RECORDS TO PROCESS section start
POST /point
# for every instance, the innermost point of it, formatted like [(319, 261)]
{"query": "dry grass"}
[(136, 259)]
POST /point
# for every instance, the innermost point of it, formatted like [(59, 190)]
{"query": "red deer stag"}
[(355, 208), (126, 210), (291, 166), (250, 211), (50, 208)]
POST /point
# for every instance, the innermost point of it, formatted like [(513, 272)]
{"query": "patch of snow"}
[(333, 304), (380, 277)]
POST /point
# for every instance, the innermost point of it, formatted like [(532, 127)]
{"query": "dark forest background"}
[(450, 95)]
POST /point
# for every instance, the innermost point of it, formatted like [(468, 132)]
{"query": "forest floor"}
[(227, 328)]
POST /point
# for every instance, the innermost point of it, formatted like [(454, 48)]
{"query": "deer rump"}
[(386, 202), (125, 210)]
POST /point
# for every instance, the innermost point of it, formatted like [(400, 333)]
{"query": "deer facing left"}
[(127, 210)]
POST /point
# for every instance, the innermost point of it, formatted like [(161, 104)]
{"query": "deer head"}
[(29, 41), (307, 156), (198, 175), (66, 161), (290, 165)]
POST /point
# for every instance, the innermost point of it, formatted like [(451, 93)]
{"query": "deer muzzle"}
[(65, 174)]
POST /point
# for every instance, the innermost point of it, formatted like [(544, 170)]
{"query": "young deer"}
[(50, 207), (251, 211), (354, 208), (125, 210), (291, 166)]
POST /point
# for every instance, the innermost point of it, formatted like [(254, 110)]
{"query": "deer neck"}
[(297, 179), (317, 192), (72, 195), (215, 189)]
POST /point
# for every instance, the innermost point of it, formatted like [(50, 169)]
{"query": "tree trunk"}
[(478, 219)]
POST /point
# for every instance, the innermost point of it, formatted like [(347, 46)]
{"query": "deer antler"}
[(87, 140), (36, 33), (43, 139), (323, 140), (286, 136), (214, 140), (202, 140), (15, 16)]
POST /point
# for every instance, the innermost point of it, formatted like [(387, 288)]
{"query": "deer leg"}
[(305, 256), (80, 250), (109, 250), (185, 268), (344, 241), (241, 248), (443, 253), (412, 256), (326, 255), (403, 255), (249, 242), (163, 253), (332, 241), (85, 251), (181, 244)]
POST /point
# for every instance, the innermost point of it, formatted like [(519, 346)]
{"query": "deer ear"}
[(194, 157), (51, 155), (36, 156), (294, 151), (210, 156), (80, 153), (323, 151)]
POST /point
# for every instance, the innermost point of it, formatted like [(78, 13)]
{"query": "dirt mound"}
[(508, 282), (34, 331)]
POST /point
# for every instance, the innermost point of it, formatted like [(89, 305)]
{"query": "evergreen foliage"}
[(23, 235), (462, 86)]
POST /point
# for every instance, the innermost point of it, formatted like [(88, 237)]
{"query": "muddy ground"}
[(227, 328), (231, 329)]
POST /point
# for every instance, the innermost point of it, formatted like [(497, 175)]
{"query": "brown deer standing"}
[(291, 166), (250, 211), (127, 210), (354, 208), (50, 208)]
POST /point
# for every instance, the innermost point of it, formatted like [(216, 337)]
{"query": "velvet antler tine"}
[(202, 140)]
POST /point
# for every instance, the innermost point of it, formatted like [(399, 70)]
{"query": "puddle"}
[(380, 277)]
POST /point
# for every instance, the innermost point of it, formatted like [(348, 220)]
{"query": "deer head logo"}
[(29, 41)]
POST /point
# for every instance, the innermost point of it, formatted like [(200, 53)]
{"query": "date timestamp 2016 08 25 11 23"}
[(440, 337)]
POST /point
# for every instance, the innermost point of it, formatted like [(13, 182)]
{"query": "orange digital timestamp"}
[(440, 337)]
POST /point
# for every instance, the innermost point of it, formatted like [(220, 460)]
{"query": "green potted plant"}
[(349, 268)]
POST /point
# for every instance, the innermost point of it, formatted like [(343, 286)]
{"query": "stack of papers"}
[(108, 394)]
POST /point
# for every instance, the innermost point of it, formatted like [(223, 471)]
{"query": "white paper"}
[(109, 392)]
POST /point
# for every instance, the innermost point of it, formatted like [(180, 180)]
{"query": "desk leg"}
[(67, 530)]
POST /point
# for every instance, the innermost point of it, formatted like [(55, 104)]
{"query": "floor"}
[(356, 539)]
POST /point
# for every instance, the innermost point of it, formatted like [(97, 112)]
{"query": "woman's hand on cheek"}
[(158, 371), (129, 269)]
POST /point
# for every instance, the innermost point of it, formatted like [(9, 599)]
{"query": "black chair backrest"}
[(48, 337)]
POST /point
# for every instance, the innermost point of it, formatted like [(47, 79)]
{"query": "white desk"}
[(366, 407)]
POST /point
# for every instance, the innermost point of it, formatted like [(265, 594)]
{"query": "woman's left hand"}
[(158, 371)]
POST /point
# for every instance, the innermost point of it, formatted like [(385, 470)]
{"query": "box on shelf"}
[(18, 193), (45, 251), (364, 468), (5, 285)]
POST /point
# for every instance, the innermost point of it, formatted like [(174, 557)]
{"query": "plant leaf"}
RECORDS TO PROCESS section end
Would you reproduce all the entries exactly?

POST /point
# for every instance, the innermost point of it, formatted like [(319, 261)]
{"query": "dry grass"}
[(136, 259)]
POST /point
# for every instance, the innermost point of it, formatted like [(59, 190)]
{"query": "red deer stag"}
[(355, 208), (126, 210), (291, 166), (250, 211), (50, 208)]
POST /point
# for every instance, the innermost point of it, formatted like [(513, 272)]
{"query": "patch of snow"}
[(333, 304), (380, 277)]
POST /point
# for every instance, the innermost point of it, formatted like [(532, 127)]
{"query": "dark forest background"}
[(450, 95)]
POST /point
# for every instance, the innermost point of it, formatted like [(468, 132)]
{"query": "forest floor"}
[(227, 328)]
POST /point
# for every instance, the innermost point of it, formatted like [(454, 48)]
{"query": "deer rump"}
[(386, 202), (125, 210)]
POST /point
# for every instance, the innermost point of it, formatted like [(400, 333)]
{"query": "deer facing left"}
[(127, 210)]
POST /point
# for every instance, the innermost point of it, formatted like [(161, 104)]
{"query": "deer head"}
[(29, 41), (307, 156), (198, 175), (66, 161), (290, 165)]
POST /point
# for every instance, the innermost point of it, formatted like [(451, 93)]
{"query": "deer muzzle"}
[(65, 174)]
POST /point
# for every instance, the innermost point of it, formatted like [(544, 170)]
{"query": "young deer"}
[(50, 207), (251, 211), (354, 208), (125, 210), (291, 166)]
POST /point
# for every instance, the innermost point of it, formatted like [(254, 110)]
{"query": "deer neck"}
[(297, 179), (317, 192), (72, 195), (215, 189)]
POST /point
# for every instance, the innermost point of it, formatted like [(50, 169)]
{"query": "tree trunk"}
[(478, 219)]
POST /point
# for every instance, the innermost point of it, formatted like [(347, 46)]
{"query": "deer antler"}
[(87, 140), (36, 33), (43, 139), (323, 140), (286, 136), (214, 140), (202, 140), (15, 16)]
POST /point
# for every instance, the innermost point of it, formatted like [(387, 288)]
{"query": "deer leg"}
[(305, 256), (80, 250), (109, 250), (185, 268), (344, 241), (241, 248), (443, 253), (412, 256), (326, 255), (403, 255), (249, 242), (163, 253), (332, 241), (85, 251), (181, 244)]
POST /point
# for every instance, the innermost point of it, formatted like [(519, 346)]
{"query": "deer ear"}
[(194, 157), (51, 155), (36, 156), (294, 151), (210, 156), (80, 153), (323, 151)]
POST /point
# for every instance, the innermost point of it, formatted like [(78, 13)]
{"query": "dirt mound"}
[(508, 282), (34, 331)]
POST /point
# for every instance, the innermost point of it, formatted like [(89, 305)]
{"query": "evergreen foliage"}
[(23, 235), (462, 86)]
POST /point
# for every instance, the innermost point of it, formatted like [(88, 237)]
{"query": "muddy ground"}
[(227, 328), (231, 329)]
POST /point
# for every instance, the innermost point of it, formatted like [(497, 175)]
{"query": "brown deer standing"}
[(291, 166), (250, 211), (127, 210), (354, 208), (50, 208)]
POST /point
# for every instance, the innermost point of it, formatted like [(216, 337)]
{"query": "velvet antler tine"}
[(202, 140)]
POST /point
# for every instance, the innermost point of it, formatted like [(399, 70)]
{"query": "puddle"}
[(380, 277)]
POST /point
# for every instance, the innermost point of it, formatted like [(348, 220)]
{"query": "deer head logo"}
[(29, 41)]
POST /point
# for every instance, the innermost point of it, formatted like [(200, 53)]
{"query": "date timestamp 2016 08 25 11 23"}
[(440, 337)]
POST /point
# for every instance, the innermost point of it, formatted like [(13, 182)]
{"query": "orange digital timestamp"}
[(440, 337)]
POST /point
# for every instance, the innermost point of it, formatted like [(220, 460)]
{"query": "green potted plant"}
[(349, 268)]
POST /point
# for every instance, the innermost point of it, formatted like [(343, 286)]
{"query": "stack of papers"}
[(108, 394)]
POST /point
# for every instance, the innermost point of it, formatted like [(223, 471)]
{"query": "white paper"}
[(109, 392)]
POST /point
# for every instance, the innermost point of it, formatted like [(180, 180)]
{"query": "desk leg"}
[(67, 530)]
POST /point
# for every instance, the innermost point of it, formatted like [(55, 104)]
{"query": "floor"}
[(356, 539)]
POST /point
# for every instance, the innermost point of it, formatted like [(97, 112)]
{"query": "woman's hand on cheek"}
[(158, 371), (129, 269)]
POST /point
# for every instance, the innermost point of it, formatted like [(9, 599)]
{"query": "black chair backrest"}
[(48, 337)]
POST /point
# for every instance, the innermost point of it, formatted like [(47, 79)]
{"query": "white desk"}
[(366, 407)]
POST /point
# for every instance, the innermost point of it, formatted like [(265, 594)]
{"query": "woman's left hand"}
[(158, 371)]
POST /point
# for every instance, the innermost point of it, formatted like [(385, 470)]
{"query": "box on shelf"}
[(18, 193), (45, 251), (364, 468), (5, 285)]
POST /point
# for every instance, the innermost point of it, formatted like [(174, 557)]
{"query": "plant leaf"}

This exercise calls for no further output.